本文:
また、検診用の装置側にも様々な工夫が設けられたことも特徴です。例えば、患者の胸の高さを調節するための電動リフトが設けられたことが分かっています。また撮影台のデザインから肩当ての形状に至るまで、衛生面や材質などが吟味され、患者に圧迫感を与えないよう努力されています。
この反射光学系を採用した撮影装置は何度も改良が加えられ、CXM2-70、CXM3-70、CXM4-70が存在します。
また、CXM-70AやCXM4-70Aは全長を抑えるため、屈折用のミラーが入っています。設置空間の限られた場所に導入する際に役立ったのでしょう。
CANON CXMS-70
1960年代になると、生活習慣の変化により消化器疾患、特に胃の疾患を発見したいというニーズが高まってきました。CXMS-70は胃部の検診に用いるために開発されたカメラで、改良された反射光学系を採用しています。F値はなんとF0.56と、ほぼ理論限界まで到達しています。肺に比べると胃の方が高品質な撮像をするのが難しかったようです。
CXMS-70の蛍光板はレンズ系の像面湾曲に合わせて曲げられており、またフィルムも同様に像面湾曲に合わせて真空吸引され曲面が出る仕組み。
光路の途中にある板状のものはミラーで、一眼レフのようにファインダーで蛍光像を観察するために用意されていました。
この頃になると、フィルムの隅に番号を映し出す装置(ナンバーマーカー)も組み込まれるようになります。
1966年、東芝は自動車積載用の胃間接撮影台DTP-CA-2を発売。この撮影台にCXMS-70が用いられたことが東芝の資料から分かっています。
X線テレビ装置
撮像管の導入
1970年代前半にはイメージオルシコンやビジコンと呼ばれる撮像管を装置に組み込み、蛍光像をTVモニタで確認することができるようになりました。
従来であればファインダーを使って技師が確認していた作業を、隔離された区画から行うことができるようになり、技師のX線暴露量の低減に役立つことになります。
イメージインテンシファイアの台頭
1970年代後半になると、イメージインテンシファイア(I.I.と略される)という蛍光倍増管が登場します。X線をこの増幅器で受け、変換・増幅された光をビームスプリッタで分岐させます。分岐した光のうち、一方を撮像管に、一方をカメラに導くことで、リアルタイムでの確認と撮影を行うような装置構成に変わっていきました。

作業指示:
1 – 本文によると、1966年に東芝が発売した自動車積載用の胃間接撮影台の名称は何か。
2 – X線撮影装置についての本文を、最後の文の次から書き継いでください。

抽出データ:
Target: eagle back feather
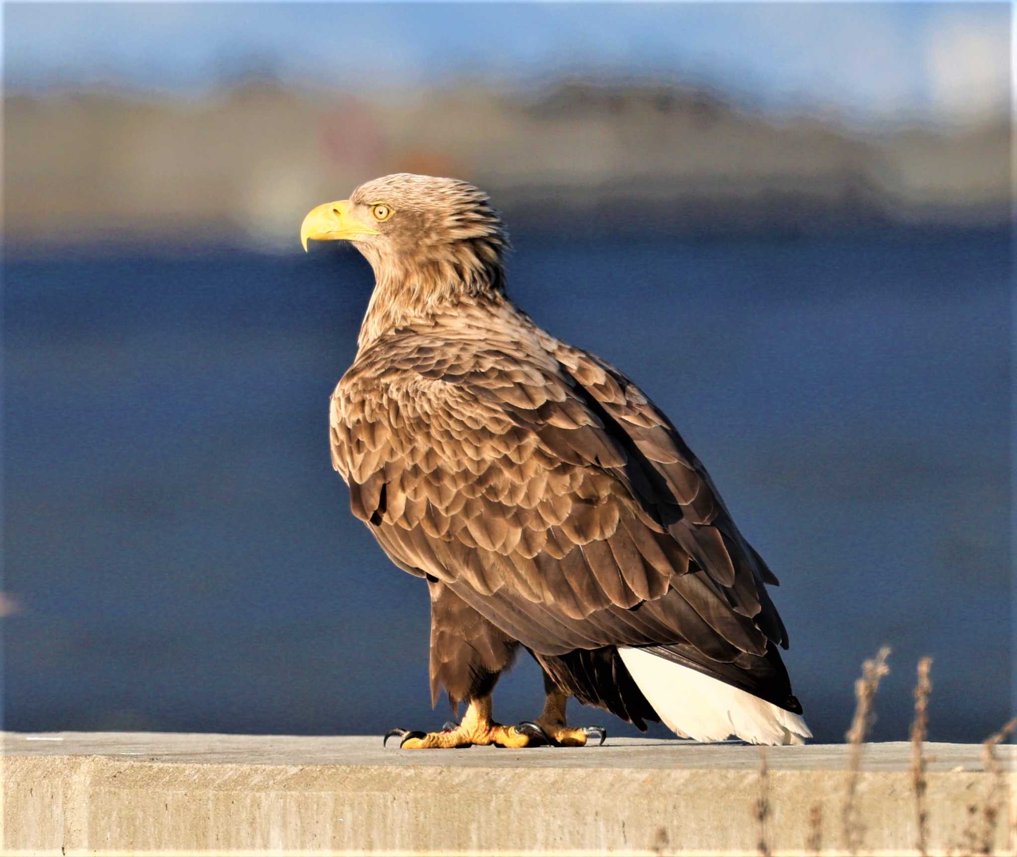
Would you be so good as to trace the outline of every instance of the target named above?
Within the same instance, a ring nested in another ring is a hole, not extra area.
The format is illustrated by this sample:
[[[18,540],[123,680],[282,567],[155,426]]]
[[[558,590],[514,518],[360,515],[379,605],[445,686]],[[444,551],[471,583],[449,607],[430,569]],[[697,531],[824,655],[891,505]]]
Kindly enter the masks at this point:
[[[331,423],[351,508],[393,561],[537,655],[663,646],[796,706],[768,656],[787,645],[776,578],[703,466],[624,375],[507,300],[374,339]]]

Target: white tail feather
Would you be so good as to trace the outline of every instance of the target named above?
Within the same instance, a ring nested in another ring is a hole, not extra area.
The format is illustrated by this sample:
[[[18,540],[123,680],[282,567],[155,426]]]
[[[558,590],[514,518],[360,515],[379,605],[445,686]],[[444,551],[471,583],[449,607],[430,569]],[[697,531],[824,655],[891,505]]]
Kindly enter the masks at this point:
[[[618,647],[633,680],[671,731],[697,741],[735,735],[751,744],[801,744],[800,715],[645,649]]]

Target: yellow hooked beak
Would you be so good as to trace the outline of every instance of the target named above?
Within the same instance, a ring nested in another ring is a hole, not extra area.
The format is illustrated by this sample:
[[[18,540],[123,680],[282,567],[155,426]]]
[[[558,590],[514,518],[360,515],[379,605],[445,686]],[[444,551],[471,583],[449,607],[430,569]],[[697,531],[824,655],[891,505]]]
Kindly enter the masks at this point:
[[[356,241],[358,236],[380,235],[376,229],[364,226],[350,215],[349,199],[325,202],[311,208],[300,225],[300,243],[307,250],[307,242],[314,241]]]

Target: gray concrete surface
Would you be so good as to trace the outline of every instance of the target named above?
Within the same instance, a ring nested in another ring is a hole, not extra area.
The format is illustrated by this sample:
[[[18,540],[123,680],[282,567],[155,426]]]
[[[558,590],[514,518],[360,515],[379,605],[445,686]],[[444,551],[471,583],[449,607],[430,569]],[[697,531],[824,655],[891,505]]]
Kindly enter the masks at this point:
[[[767,749],[771,853],[813,853],[817,833],[823,853],[844,852],[846,749]],[[759,853],[760,751],[738,744],[401,751],[376,736],[3,733],[2,752],[4,854]],[[1012,853],[1015,748],[999,748],[998,776],[977,745],[926,753],[930,853]],[[863,853],[915,853],[909,764],[906,743],[865,748]]]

解答:
1 – DTP-CA-2

2 –
このイメージインテンシファイアを用いた撮影方法は非常に利得が高く、従来の蛍光板に比べて3000倍もの明るさであったそうです。これにより、少ないX線で鮮明な映像を得ることができました。
1978年の調査では、反射光学系カメラの使用割合が2/3、残り1/3がイメージインテンシファイアであったそうで、急速に普及が進んだことがうかがえます。(よぼういがく 11(10) 日本予防医学協会 1981)
実際の装置の外観はを見ると、かなり大がかりであったことが伺い知れます。イメージインテンシファイアやビジコンなどの高度な電気技術が必要となってくると、CANONだけで装置開発を行うことは難しくなったようで、スポットカメラとコンデンサーレンズのサプライヤーへと立ち位置を変えます。東芝と提携していたとみられ、東芝の技術文献にCANONの名前が多く登場します。
イメージインテンシファイアから出た光を平行光に変換するレンズを1次レンズ、ビジコンなど撮像管の前に取り付けられるレンズを2次レンズと呼びます。当時はこのように2つ以上のレンズを組み合わせることが一般的であり、この2つのレンズをタンデムレンズなどと呼称していました。
具体的なメーカーやレンズ銘は不明ですが、一般的に用いられるレンズスペックが文献に記載されていました。
これを見ると、100mm F1.5 や 50mm F0.75など、CANON LENS XIと銘打たれたレンズシリーズのラインナップと一致します。
CANON LENS XI 100mm F1.5を見てみましょう。前玉(銘板がある方)の直径は34mm、後玉の直径は66.5mmと前玉の方が小さくなっています。通常の撮影用レンズは前玉の直径の方が大きいことが一般的なので、このレンズの銘板の位置を不思議に思っていたのですが、これは1次レンズとして使用することを前提に、入光側に銘板を持ってきた結果なのではないかと推測できます。
ビジコンに用いられたとされるCANON LENS XI 50mm F0.75を見てみると、前玉の直径は68mmとなっており、XI 100mm F1.5の後玉の直径とほぼ同じです。これらのレンズが組み合わされて使用されていたことが容易に想像できますね。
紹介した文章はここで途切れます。